━━ Exercise input
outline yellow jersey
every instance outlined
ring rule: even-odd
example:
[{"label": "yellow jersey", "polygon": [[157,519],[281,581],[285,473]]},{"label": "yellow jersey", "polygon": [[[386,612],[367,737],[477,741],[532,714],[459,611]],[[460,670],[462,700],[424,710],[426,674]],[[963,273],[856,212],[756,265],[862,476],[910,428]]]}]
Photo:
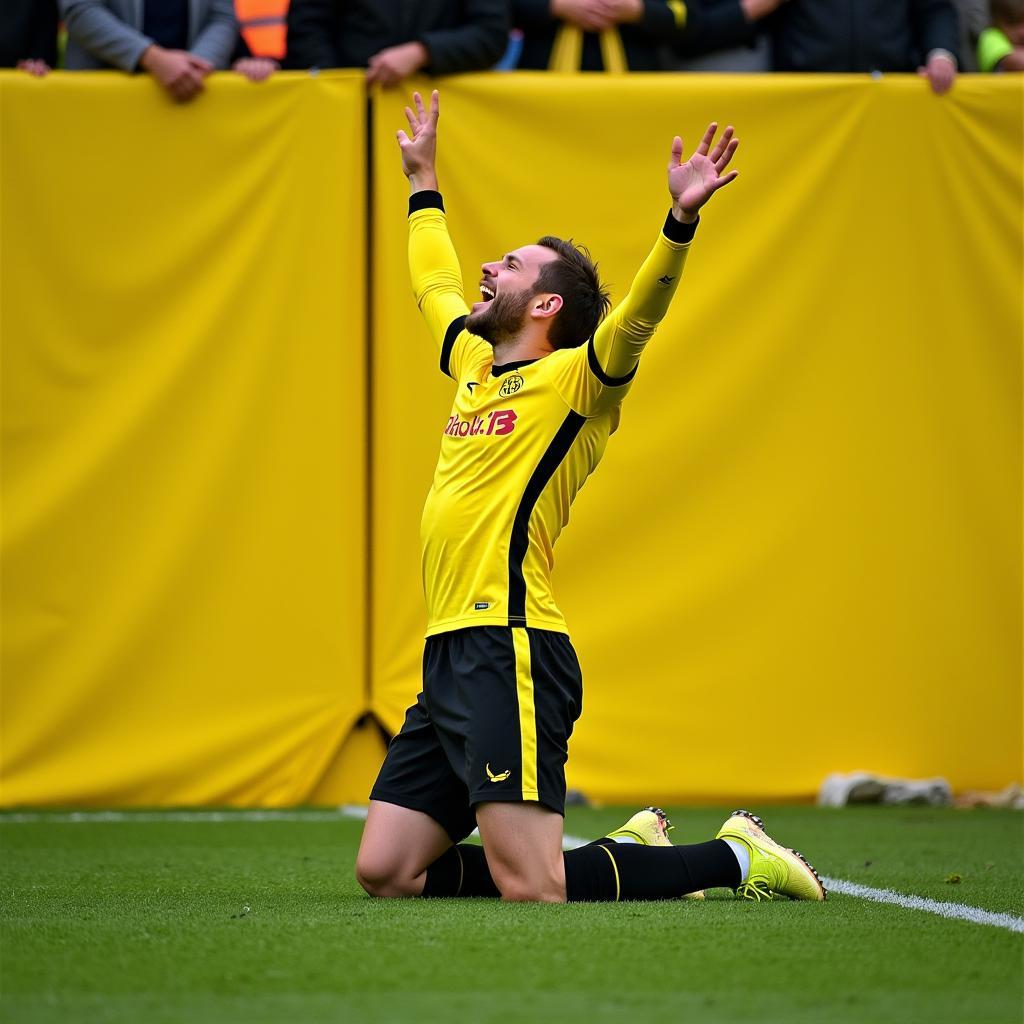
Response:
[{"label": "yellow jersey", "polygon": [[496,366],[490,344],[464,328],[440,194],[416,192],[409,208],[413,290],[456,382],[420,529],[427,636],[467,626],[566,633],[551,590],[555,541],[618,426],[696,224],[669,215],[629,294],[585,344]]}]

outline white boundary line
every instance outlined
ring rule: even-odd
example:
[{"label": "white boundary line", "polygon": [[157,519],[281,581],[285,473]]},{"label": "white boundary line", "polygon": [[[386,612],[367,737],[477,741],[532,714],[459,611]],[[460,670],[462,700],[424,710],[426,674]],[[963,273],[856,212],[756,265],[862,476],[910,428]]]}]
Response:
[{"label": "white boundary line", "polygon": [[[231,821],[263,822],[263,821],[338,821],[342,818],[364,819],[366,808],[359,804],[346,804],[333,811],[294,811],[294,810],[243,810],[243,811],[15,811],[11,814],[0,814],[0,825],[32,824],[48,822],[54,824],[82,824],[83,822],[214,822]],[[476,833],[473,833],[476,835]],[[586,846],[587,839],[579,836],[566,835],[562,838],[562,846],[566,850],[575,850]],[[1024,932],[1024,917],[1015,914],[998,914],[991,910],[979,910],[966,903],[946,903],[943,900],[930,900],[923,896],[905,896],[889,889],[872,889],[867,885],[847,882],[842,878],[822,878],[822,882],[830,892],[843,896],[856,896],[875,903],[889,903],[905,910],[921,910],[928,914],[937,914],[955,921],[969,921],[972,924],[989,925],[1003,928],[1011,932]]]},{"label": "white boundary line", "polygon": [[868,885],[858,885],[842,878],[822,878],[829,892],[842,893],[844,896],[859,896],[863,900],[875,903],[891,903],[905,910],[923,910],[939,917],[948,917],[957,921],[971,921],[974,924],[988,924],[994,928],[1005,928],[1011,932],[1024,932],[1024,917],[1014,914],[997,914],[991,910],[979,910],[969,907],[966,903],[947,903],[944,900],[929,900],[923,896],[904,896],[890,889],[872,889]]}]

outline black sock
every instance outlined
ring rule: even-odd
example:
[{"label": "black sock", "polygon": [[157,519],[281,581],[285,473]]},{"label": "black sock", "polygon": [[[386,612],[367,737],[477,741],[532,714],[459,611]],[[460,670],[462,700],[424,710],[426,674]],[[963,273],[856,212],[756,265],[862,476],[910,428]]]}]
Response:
━━━━
The task => Every line above must be printed again exactly, pictures excluded.

Answer below =>
outline yellow jersey
every instance outlined
ring rule: even-odd
example:
[{"label": "yellow jersey", "polygon": [[157,519],[281,581],[285,473]]},{"label": "yellow jersey", "polygon": [[[386,612],[367,737],[477,741],[532,714],[459,611]],[[460,670],[462,700],[424,710],[426,674]],[[963,273],[856,212],[756,265],[862,476],[910,428]]]}]
Photo:
Response:
[{"label": "yellow jersey", "polygon": [[496,366],[490,344],[464,328],[440,194],[416,192],[409,208],[413,290],[456,382],[420,529],[427,636],[467,626],[566,633],[551,590],[555,541],[618,426],[696,224],[669,215],[629,294],[585,344]]}]

outline white boundary line
every instance outlined
ring rule: even-odd
example:
[{"label": "white boundary line", "polygon": [[157,519],[281,581],[285,473]]},{"label": "white boundary line", "polygon": [[[386,612],[367,737],[477,741],[532,714],[459,611]],[[460,670],[462,700],[424,710],[426,674]],[[963,273],[856,212],[756,265],[862,476],[910,428]]]}]
Response:
[{"label": "white boundary line", "polygon": [[[231,821],[263,822],[263,821],[338,821],[342,818],[364,819],[366,808],[359,804],[346,804],[333,811],[294,811],[294,810],[243,810],[243,811],[15,811],[11,814],[0,814],[0,825],[32,824],[48,822],[54,824],[82,824],[83,822],[214,822]],[[476,833],[473,833],[476,835]],[[586,846],[587,839],[579,836],[566,835],[562,838],[562,846],[566,850],[575,850]],[[1024,932],[1024,917],[1015,914],[998,914],[991,910],[979,910],[966,903],[946,903],[943,900],[930,900],[923,896],[905,896],[889,889],[872,889],[867,885],[847,882],[842,878],[822,878],[822,882],[830,892],[843,896],[856,896],[875,903],[889,903],[905,910],[921,910],[928,914],[937,914],[955,921],[969,921],[972,924],[989,925],[1003,928],[1011,932]]]},{"label": "white boundary line", "polygon": [[868,885],[858,885],[842,878],[822,878],[829,892],[842,893],[844,896],[859,896],[863,900],[875,903],[891,903],[905,910],[923,910],[939,917],[948,917],[957,921],[971,921],[974,924],[988,924],[994,928],[1005,928],[1011,932],[1024,932],[1024,917],[1014,914],[997,914],[991,910],[979,910],[969,907],[966,903],[947,903],[944,900],[929,900],[923,896],[904,896],[890,889],[872,889]]}]

outline black sock
every instance outlined
ring rule: even-odd
example:
[{"label": "black sock", "polygon": [[157,519],[281,581],[285,473]]},{"label": "black sock", "polygon": [[[386,612],[367,737],[477,741],[532,714],[459,611]],[[460,670],[462,700],[424,710],[426,674]],[[963,273],[856,212],[756,265],[862,476],[910,428]]]}]
Response:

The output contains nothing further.